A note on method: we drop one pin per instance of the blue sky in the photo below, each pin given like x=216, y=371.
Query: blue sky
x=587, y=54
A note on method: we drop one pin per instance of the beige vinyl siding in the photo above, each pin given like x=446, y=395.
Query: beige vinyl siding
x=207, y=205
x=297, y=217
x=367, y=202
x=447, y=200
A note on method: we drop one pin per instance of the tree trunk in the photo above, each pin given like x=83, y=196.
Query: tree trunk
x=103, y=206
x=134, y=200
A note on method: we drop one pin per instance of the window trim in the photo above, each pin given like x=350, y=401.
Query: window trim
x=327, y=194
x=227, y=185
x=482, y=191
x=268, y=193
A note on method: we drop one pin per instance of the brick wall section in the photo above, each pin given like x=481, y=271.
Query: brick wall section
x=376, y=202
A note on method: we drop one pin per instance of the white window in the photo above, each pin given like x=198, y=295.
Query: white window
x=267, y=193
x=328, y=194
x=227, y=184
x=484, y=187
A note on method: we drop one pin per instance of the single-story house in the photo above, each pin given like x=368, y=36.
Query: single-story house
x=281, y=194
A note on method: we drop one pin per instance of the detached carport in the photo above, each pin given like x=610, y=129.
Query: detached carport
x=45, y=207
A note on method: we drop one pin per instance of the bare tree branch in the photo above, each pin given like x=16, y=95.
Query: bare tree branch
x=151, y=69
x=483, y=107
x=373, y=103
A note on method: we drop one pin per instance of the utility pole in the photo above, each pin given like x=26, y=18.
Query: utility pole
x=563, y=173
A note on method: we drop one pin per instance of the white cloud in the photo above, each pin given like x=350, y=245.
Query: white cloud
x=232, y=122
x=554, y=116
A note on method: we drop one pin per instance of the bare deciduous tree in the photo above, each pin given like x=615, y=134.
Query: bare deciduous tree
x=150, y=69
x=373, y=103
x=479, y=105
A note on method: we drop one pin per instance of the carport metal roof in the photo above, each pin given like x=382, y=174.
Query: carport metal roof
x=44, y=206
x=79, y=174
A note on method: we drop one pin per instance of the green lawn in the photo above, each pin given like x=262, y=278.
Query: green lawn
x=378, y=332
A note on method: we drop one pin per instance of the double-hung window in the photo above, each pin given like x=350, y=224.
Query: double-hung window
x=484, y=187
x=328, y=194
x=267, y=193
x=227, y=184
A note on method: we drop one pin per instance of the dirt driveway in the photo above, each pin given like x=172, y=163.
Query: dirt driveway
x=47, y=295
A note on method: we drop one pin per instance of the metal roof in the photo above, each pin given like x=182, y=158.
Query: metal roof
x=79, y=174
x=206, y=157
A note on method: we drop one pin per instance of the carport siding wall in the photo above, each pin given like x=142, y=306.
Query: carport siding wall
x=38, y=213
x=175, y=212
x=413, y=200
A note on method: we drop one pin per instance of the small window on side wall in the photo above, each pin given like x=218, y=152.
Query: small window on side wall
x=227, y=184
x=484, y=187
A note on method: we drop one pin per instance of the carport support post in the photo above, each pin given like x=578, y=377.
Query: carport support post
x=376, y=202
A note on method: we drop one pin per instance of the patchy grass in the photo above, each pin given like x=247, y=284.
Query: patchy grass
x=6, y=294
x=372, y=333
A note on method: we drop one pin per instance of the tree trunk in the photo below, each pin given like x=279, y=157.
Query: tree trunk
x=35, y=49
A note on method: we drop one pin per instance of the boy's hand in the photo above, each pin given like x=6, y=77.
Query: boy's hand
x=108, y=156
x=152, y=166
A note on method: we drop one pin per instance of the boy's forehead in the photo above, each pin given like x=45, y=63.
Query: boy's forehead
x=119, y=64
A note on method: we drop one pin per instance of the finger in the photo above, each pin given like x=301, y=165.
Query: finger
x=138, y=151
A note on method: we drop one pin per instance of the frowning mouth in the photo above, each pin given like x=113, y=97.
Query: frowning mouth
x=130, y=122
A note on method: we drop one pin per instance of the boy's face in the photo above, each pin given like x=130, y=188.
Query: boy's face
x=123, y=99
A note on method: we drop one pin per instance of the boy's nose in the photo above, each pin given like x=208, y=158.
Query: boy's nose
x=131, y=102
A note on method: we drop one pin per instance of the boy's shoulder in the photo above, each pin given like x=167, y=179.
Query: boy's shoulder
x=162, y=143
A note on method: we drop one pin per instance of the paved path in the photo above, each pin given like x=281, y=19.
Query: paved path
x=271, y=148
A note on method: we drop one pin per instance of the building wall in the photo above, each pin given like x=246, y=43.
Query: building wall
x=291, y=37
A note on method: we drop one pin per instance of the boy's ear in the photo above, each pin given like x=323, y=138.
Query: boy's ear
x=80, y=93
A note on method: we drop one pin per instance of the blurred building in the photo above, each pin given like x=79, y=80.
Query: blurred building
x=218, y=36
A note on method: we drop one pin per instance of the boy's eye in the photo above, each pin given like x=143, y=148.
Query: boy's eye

Request |
Print all of the data above again, word for word and without changes.

Exercise answer |
A note on method: we drop one pin per instance of the blue sky in the photo below, each pin given like x=216, y=371.
Query: blue sky
x=587, y=54
A note on method: we drop one pin per instance of the beige vinyl siding in the photo above, each pin given like x=446, y=395.
Query: beige vinyl siding
x=207, y=205
x=297, y=217
x=367, y=202
x=447, y=200
A note on method: we drop one pin per instance of the tree trunk in the photo above, each pin given like x=83, y=196.
Query: tree trunk
x=103, y=206
x=134, y=200
A note on method: we drop one pin per instance of the window trim in the photo above, each pin given like x=350, y=401.
Query: window trim
x=327, y=194
x=227, y=185
x=482, y=191
x=268, y=193
A note on method: we drop one pin per instance of the brick wall section in the photo above, each pin given like x=481, y=271.
Query: brick wall section
x=376, y=202
A note on method: we drop one pin per instance of the white window in the photo above, each pin given like x=198, y=295.
Query: white window
x=267, y=193
x=328, y=194
x=227, y=184
x=484, y=187
A note on method: we drop one pin per instance of the single-story house in the photo above, each pin given like x=368, y=36.
Query: single-story house
x=281, y=194
A note on method: we drop one pin per instance of the detached carport in the photo above, each pin given like x=610, y=129.
Query: detached carport
x=45, y=207
A note on method: we drop one pin per instance of the bare tree branch in the photo above, each pin given like x=16, y=95.
Query: bare tree branch
x=151, y=69
x=483, y=107
x=373, y=103
A note on method: we drop one pin per instance of the utility pole in the photo above, each pin given like x=26, y=18.
Query: utility pole
x=563, y=173
A note on method: we drop one pin per instance of the white cloud in the photo above, each pin given like x=350, y=245.
Query: white cloud
x=232, y=122
x=554, y=116
A note on method: we drop one pin per instance of the bare deciduous tree in the photo above, each pin given like x=615, y=134.
Query: bare deciduous tree
x=150, y=69
x=373, y=103
x=479, y=105
A note on method: we drop one pin per instance of the carport metal roof in the photo above, each pin given like x=382, y=174.
Query: carport metal roof
x=44, y=206
x=79, y=174
A note on method: we drop one pin per instance of the green lawn in the photo above, each pin given like x=262, y=278.
Query: green lawn
x=378, y=332
A note on method: we drop one pin per instance of the double-hung window in the photo above, each pin given like x=350, y=224.
Query: double-hung window
x=484, y=187
x=328, y=194
x=267, y=193
x=227, y=184
A note on method: we drop one pin per instance of the dirt driveway in the photo above, each pin given like x=172, y=163.
Query: dirt driveway
x=47, y=295
A note on method: we drop one pin per instance of the metal roof in the photo above, each pin given like x=182, y=158.
Query: metal roof
x=79, y=174
x=206, y=157
A note on method: we drop one pin per instance of the carport siding wall in the photo above, each pin given like x=142, y=306.
Query: carport siding wall
x=38, y=213
x=175, y=212
x=413, y=200
A note on method: we drop one pin per instance of the small window on side wall in the photo above, each pin given like x=218, y=152.
Query: small window on side wall
x=227, y=184
x=484, y=187
A note on method: we drop one pin per instance of the carport support post in the photo above, each pin given like x=578, y=377.
Query: carport support post
x=376, y=202
A note on method: we drop one pin per instance of the patchy grass in the photo above, each pin given like x=247, y=284.
Query: patchy grass
x=6, y=294
x=372, y=333
A note on method: we drop one pin per instance of the tree trunk in the photo below, each pin given like x=279, y=157.
Query: tree trunk
x=35, y=49
A note on method: we drop one pin per instance of the boy's hand in the photo above, each pin given like x=6, y=77.
Query: boy's hand
x=108, y=156
x=152, y=166
A note on method: we drop one pin per instance of the boy's forehead in the photo above, each pin given like x=45, y=63.
Query: boy's forehead
x=119, y=64
A note on method: we drop one pin per instance of the finger in the photo above, each pin given like x=301, y=165.
Query: finger
x=138, y=151
A note on method: we drop one pin per instance of the frowning mouth in the photo above, each pin given like x=113, y=97.
Query: frowning mouth
x=130, y=122
A note on method: we drop one pin per instance of the boy's face in the photo above, each pin given like x=130, y=188.
Query: boy's face
x=123, y=99
A note on method: we drop one pin per instance of the boy's nose in the photo above, each pin given like x=208, y=158.
Query: boy's nose
x=131, y=102
A note on method: we drop one pin per instance of the boy's shoulder in the photo above, each pin given like x=167, y=179.
Query: boy's shoulder
x=162, y=143
A note on method: we drop one pin per instance of the paved path in the photo above, each pin given like x=281, y=19.
Query: paved path
x=271, y=148
A note on method: we drop one pin per instance of the building wall in the photo above, each pin given like x=246, y=43.
Query: building wall
x=291, y=37
A note on method: we drop one pin per instance of the boy's ear in the photo above, each pin given like x=323, y=138.
Query: boy's ear
x=80, y=93
A note on method: we drop one pin per instance of the blurred building in the photo above, each pin given like x=79, y=80.
Query: blurred building
x=218, y=36
A note on method: we drop one pin per instance of the boy's eye in the photo above, each pin given like x=143, y=148.
Query: boy's eye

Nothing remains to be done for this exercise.